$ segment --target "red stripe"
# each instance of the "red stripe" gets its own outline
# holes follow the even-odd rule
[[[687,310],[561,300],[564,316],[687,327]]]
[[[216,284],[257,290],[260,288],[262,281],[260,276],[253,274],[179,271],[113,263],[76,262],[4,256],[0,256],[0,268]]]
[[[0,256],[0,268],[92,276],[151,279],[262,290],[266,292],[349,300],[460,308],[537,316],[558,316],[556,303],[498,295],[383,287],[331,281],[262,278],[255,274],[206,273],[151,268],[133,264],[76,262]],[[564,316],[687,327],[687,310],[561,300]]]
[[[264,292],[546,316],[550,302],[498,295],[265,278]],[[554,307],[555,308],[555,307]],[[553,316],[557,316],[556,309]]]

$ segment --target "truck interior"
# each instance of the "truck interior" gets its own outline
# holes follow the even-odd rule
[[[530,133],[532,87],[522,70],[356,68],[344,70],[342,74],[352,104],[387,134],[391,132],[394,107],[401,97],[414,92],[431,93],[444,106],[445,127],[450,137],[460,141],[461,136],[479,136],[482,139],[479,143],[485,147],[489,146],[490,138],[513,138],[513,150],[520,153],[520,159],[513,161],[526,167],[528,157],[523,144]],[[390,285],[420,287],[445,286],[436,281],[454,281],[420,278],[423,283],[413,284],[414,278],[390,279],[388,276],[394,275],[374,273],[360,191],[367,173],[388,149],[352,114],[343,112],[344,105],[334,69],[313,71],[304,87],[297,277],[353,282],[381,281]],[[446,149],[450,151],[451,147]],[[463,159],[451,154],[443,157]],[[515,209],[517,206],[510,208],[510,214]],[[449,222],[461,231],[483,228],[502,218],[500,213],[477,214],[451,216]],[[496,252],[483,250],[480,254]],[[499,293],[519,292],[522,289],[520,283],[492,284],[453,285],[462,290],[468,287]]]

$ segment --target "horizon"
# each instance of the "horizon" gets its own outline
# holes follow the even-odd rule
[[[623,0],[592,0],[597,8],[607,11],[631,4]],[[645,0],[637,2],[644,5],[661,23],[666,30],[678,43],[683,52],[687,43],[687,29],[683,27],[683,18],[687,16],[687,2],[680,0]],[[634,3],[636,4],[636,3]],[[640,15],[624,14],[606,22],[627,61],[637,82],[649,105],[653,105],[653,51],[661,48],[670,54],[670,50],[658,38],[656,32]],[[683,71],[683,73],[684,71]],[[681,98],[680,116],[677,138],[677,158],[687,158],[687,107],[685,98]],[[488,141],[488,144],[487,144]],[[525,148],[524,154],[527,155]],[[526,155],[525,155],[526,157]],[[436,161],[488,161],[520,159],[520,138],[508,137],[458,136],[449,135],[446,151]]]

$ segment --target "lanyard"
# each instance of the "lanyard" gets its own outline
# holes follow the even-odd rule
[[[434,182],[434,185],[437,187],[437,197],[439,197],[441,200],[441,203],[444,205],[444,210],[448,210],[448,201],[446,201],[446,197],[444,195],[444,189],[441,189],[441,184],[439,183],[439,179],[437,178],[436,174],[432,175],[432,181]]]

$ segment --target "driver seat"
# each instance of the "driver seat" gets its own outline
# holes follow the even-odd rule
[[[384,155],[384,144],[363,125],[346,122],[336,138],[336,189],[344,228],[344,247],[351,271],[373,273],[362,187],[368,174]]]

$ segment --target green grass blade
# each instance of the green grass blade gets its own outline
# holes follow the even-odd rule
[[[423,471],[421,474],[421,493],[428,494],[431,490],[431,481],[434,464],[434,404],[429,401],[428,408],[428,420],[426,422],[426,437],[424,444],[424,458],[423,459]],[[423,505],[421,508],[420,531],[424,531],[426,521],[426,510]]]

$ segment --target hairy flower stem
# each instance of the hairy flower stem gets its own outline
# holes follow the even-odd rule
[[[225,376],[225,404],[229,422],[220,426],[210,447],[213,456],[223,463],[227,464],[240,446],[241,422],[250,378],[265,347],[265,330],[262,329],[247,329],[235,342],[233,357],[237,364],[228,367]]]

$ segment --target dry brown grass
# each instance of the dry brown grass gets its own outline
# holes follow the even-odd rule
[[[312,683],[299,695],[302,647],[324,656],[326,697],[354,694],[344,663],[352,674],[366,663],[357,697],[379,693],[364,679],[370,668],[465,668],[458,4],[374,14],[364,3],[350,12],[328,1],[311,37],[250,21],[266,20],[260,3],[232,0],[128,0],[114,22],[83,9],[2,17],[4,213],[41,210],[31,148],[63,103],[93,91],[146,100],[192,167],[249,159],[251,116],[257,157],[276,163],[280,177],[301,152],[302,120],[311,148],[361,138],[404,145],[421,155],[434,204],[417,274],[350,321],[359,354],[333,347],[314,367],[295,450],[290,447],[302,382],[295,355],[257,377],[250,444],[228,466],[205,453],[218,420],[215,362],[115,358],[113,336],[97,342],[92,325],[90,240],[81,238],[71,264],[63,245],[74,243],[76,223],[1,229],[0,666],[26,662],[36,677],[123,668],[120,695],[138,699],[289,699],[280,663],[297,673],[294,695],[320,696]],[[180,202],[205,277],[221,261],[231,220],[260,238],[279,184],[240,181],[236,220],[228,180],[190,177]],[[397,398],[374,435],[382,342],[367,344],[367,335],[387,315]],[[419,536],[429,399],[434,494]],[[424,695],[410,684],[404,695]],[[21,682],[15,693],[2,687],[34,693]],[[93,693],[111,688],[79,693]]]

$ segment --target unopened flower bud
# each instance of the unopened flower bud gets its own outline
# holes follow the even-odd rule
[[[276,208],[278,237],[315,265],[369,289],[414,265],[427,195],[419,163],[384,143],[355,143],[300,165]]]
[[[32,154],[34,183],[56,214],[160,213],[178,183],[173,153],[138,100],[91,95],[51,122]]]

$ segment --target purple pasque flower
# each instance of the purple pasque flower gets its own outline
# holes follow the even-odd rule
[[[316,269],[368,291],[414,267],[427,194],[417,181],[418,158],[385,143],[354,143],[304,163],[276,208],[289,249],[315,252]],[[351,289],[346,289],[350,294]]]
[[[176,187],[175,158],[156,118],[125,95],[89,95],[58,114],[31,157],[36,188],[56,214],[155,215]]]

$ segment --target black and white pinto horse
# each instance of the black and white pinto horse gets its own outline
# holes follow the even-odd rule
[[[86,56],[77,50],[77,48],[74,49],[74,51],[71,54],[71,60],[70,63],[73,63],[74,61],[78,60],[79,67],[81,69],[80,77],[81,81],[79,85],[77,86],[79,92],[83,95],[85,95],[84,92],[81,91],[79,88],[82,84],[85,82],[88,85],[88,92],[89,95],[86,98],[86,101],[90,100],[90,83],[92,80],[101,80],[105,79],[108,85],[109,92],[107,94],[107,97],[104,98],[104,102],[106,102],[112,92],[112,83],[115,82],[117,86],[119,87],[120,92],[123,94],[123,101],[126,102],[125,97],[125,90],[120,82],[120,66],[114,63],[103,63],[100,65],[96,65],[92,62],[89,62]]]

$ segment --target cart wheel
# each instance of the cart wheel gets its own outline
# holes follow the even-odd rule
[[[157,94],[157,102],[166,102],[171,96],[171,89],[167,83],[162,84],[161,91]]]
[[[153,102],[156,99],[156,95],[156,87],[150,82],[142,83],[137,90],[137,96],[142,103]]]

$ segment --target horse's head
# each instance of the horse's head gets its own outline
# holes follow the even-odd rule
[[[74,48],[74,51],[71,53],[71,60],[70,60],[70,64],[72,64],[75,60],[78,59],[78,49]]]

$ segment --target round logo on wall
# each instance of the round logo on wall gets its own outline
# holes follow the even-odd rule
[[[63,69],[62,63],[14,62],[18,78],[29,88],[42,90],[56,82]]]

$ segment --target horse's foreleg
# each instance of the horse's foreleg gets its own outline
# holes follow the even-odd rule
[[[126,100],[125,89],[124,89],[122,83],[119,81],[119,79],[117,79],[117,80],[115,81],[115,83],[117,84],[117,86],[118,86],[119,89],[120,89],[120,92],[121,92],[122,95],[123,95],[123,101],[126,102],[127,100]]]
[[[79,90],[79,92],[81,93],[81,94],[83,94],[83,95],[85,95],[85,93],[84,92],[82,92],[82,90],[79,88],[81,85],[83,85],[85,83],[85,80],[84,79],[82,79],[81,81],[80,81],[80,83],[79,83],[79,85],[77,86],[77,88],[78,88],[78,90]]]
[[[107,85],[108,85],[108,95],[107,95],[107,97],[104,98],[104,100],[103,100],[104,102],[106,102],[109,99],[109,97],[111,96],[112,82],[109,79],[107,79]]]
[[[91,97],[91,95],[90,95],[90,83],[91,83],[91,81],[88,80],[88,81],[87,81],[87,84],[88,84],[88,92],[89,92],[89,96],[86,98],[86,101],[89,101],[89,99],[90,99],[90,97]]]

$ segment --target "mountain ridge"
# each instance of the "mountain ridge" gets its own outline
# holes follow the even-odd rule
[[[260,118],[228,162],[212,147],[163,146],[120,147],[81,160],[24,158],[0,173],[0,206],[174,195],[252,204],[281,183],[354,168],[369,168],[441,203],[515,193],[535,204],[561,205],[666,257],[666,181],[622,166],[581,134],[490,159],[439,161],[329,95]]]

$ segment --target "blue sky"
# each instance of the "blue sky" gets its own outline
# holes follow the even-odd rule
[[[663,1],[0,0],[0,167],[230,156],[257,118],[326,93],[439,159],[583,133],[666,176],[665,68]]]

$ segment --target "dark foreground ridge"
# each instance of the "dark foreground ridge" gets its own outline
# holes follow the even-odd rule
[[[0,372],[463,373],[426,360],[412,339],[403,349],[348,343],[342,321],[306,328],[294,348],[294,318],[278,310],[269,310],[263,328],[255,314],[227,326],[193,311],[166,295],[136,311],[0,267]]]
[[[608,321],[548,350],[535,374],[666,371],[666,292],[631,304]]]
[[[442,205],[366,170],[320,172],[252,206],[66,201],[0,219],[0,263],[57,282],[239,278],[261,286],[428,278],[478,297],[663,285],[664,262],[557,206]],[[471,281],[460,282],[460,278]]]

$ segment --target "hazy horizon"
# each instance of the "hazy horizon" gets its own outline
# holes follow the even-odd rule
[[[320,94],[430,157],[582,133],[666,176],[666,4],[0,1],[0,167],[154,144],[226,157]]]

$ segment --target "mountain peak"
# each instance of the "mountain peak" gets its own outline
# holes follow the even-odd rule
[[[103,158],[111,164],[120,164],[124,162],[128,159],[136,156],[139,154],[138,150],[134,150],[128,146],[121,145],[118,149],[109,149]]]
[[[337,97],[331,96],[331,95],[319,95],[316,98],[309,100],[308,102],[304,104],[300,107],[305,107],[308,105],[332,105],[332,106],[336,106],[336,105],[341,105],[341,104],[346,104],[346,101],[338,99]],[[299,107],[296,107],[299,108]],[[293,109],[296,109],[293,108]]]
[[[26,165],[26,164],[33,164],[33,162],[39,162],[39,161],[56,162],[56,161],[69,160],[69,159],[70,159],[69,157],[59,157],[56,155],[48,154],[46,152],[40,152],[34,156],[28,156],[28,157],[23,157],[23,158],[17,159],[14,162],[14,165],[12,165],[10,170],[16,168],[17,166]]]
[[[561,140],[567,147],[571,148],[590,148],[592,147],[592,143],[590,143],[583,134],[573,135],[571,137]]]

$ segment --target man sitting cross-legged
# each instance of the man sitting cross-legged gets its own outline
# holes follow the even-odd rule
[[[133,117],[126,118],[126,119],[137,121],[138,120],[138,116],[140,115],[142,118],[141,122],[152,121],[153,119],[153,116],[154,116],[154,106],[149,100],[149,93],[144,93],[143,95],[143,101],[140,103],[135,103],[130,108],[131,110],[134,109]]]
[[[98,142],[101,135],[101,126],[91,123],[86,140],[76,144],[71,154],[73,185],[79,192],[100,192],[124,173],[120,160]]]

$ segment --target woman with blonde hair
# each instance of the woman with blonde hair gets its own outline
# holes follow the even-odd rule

....

WRITTEN PROBLEM:
Send back exactly the lines from the line with "--target man sitting cross-legged" through the end of the records.

EXERCISE SOLUTION:
$ segment --target man sitting cross-legged
# each instance of the man sitting cross-legged gets its own outline
# holes follow the even-odd rule
[[[133,117],[126,118],[126,119],[137,121],[138,120],[138,116],[140,115],[142,118],[141,122],[152,121],[153,119],[153,116],[154,116],[154,106],[149,100],[149,93],[144,93],[143,95],[143,101],[140,103],[135,103],[130,108],[131,110],[134,109]]]
[[[98,142],[101,135],[101,126],[91,123],[86,140],[76,144],[71,154],[73,185],[79,192],[100,192],[124,173],[120,160]]]

$ segment --target woman with blonde hair
# each instance of the woman with blonde hair gets its own outline
# holes follow the even-odd rule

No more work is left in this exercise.